**Required work:**
Rewrite all of the data below as a JSON list of strings, one string per line, with blank lines omitted. Leave the pictures out of your answer.

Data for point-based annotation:
════

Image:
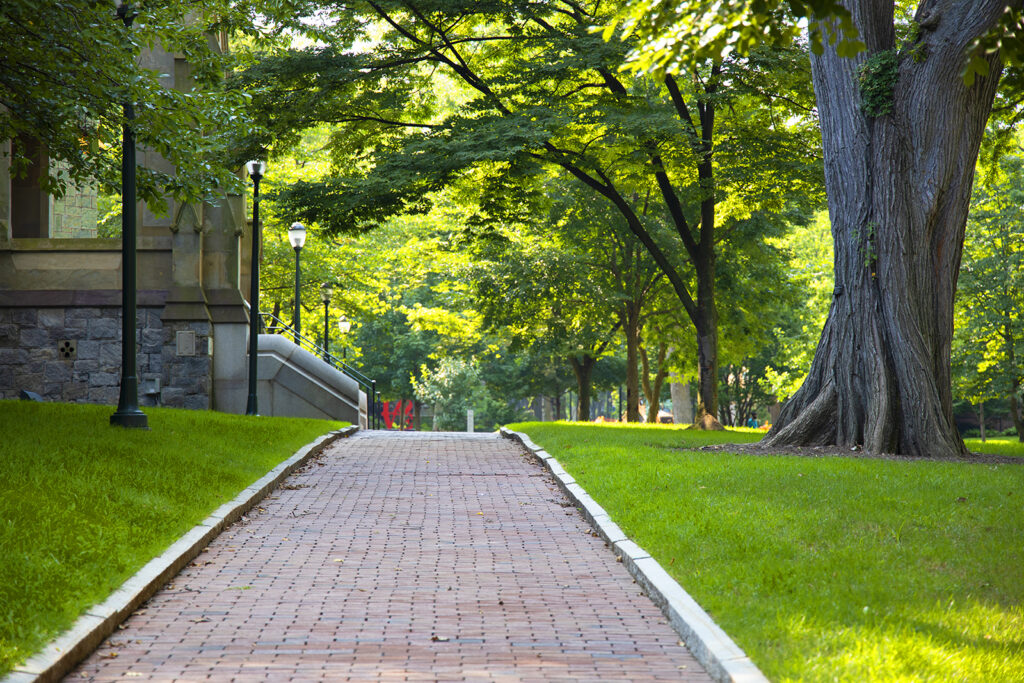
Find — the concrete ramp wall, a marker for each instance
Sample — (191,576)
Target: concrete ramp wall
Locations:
(292,382)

════

**Full solution:**
[
  "Image:",
  "Find — the concrete ramp wall, a marker for each instance",
  "Sample — (191,576)",
  "Target: concrete ramp wall",
  "Locations:",
  "(292,382)"
]